### EXERCISE REQUIREMENTS
Collect every line of the records that contains the word "decorative", and copy each of those lines.

### THE RECORDS
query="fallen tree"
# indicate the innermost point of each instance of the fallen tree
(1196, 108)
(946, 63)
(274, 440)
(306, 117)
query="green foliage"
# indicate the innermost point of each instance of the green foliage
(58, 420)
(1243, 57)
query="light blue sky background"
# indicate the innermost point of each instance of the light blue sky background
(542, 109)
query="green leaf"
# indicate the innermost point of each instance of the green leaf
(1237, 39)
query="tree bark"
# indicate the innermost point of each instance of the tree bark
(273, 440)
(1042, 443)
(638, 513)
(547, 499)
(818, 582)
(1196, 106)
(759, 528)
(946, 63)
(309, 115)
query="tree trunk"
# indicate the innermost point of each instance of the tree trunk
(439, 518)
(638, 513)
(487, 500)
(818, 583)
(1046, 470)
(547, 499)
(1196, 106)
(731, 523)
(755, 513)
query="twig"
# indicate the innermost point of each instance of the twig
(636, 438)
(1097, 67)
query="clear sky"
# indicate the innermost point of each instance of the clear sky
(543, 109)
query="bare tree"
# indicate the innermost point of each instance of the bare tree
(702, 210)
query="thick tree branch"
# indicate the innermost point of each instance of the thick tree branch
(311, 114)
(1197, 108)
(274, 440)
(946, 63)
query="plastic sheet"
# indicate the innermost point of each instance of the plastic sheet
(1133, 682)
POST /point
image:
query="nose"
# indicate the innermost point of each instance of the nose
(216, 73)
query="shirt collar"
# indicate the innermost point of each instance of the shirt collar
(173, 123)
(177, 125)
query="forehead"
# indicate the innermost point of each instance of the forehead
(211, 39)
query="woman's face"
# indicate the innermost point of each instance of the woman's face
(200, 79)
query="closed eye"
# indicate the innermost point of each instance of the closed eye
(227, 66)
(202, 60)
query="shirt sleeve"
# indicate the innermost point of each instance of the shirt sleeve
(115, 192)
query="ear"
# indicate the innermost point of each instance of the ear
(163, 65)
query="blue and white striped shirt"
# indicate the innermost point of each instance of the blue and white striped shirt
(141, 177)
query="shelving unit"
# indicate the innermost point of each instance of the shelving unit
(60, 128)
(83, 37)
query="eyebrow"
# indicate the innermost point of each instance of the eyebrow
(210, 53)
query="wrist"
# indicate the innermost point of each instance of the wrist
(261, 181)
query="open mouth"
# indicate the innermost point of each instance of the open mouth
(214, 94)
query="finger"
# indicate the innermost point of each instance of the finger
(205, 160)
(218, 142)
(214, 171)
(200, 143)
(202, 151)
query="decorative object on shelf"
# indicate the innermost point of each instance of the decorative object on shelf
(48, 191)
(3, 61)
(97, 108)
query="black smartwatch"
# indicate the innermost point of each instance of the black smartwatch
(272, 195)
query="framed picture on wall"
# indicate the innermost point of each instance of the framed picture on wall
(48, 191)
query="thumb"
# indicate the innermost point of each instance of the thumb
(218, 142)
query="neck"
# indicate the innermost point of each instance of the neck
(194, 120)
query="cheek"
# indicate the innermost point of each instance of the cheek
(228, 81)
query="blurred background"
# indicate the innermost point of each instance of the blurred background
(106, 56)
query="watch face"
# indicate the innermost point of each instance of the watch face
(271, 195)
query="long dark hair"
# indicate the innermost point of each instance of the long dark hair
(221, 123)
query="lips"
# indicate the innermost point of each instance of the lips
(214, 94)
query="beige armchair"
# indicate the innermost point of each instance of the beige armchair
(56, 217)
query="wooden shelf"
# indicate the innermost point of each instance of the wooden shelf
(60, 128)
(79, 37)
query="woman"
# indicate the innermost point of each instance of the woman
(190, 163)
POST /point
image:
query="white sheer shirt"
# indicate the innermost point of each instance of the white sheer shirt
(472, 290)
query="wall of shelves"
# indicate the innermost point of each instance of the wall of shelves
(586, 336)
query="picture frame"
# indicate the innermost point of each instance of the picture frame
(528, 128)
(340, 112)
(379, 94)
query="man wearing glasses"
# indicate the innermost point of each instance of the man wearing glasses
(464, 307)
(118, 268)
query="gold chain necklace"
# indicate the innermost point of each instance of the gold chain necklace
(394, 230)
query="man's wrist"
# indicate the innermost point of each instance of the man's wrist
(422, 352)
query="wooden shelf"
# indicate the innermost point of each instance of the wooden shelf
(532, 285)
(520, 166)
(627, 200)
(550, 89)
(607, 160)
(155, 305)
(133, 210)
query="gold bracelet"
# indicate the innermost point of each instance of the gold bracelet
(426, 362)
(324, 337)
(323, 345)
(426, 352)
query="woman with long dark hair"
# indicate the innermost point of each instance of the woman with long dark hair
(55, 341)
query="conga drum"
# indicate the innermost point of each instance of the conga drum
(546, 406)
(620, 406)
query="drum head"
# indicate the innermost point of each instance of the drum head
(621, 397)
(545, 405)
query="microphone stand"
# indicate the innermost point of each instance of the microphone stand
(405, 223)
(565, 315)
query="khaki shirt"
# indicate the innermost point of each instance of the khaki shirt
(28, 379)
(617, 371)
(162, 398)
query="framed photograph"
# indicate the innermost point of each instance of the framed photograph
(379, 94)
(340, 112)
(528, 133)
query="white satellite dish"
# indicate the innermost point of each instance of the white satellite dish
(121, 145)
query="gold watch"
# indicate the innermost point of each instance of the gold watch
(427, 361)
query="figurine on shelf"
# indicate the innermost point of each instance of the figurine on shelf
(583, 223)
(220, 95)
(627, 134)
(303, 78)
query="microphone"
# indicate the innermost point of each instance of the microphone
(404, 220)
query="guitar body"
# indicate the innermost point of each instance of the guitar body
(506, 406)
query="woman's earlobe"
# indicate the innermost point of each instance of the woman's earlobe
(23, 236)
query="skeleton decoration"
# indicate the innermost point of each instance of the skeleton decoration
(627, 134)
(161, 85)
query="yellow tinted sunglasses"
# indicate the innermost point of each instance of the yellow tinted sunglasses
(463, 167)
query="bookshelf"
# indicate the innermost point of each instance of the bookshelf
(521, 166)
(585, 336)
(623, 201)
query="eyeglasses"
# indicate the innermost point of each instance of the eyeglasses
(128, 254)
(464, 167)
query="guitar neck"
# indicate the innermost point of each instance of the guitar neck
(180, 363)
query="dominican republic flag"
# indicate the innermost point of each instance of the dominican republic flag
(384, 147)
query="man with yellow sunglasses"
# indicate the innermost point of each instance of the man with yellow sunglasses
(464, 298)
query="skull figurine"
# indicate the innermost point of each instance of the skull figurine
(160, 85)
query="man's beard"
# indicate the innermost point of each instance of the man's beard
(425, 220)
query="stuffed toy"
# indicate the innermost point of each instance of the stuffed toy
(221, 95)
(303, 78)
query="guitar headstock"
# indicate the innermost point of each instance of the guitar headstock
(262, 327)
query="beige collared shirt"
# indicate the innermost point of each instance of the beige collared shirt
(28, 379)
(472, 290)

---

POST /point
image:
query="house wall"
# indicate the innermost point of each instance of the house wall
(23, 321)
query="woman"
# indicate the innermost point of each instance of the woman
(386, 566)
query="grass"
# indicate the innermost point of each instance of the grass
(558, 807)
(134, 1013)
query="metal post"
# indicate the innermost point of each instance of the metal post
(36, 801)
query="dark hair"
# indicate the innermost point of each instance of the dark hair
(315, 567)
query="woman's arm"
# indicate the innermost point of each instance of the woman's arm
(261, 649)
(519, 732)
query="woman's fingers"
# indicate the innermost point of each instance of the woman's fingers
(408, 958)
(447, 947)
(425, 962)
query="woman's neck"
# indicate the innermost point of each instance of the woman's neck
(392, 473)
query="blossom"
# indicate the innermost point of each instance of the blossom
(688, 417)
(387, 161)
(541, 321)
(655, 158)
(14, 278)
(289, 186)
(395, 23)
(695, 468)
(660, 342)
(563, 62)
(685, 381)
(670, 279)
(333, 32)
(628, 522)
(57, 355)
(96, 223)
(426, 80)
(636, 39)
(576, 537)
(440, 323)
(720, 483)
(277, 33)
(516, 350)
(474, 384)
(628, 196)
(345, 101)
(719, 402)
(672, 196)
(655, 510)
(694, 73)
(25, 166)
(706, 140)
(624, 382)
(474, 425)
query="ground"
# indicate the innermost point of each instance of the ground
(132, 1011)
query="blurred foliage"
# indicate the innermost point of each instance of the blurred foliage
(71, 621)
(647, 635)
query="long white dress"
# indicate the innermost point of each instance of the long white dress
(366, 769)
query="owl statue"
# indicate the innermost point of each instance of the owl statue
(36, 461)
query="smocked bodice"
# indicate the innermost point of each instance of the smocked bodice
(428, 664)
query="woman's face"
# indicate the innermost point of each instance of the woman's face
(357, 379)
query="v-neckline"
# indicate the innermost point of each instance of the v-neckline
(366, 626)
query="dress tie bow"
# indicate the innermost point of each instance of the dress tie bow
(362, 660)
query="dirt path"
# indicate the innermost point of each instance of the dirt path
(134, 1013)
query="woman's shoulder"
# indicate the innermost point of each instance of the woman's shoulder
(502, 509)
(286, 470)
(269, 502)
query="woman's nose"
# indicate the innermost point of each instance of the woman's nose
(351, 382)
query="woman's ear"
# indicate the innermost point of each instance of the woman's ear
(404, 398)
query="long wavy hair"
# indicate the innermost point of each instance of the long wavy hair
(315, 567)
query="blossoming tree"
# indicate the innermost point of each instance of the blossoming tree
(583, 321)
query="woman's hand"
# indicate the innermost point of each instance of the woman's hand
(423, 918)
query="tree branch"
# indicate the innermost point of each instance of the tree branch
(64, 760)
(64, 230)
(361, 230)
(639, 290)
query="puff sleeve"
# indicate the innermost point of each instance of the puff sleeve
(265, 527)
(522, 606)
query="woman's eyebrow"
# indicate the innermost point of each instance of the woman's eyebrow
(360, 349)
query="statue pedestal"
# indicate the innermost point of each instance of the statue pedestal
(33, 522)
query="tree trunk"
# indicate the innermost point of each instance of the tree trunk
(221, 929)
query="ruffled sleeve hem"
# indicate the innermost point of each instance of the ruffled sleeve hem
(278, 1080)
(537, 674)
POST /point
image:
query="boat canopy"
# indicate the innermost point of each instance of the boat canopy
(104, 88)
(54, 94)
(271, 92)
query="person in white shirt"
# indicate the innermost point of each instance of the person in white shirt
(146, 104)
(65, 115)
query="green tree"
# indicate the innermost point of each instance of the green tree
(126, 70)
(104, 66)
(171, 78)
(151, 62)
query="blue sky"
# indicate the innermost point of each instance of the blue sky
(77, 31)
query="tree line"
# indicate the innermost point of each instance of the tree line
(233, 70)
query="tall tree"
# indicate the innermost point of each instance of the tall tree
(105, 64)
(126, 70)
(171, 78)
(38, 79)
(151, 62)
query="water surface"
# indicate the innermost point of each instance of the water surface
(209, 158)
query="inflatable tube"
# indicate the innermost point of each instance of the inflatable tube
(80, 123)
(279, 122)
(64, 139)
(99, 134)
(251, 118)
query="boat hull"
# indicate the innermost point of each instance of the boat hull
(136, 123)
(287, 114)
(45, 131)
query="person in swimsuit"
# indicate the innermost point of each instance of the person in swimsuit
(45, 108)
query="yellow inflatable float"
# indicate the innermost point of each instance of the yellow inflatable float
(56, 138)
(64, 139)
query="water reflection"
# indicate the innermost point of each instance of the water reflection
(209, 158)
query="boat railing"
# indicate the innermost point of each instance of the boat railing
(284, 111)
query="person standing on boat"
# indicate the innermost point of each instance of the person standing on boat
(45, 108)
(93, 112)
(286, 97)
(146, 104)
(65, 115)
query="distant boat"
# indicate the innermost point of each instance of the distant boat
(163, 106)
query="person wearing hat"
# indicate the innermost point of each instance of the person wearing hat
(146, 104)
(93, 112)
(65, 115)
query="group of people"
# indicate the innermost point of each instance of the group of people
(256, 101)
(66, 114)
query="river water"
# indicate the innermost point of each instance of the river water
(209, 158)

### WRITTEN REPLY
query="decorative object on shelf"
# indicate the innermost point of each instance of the decorative object on shelf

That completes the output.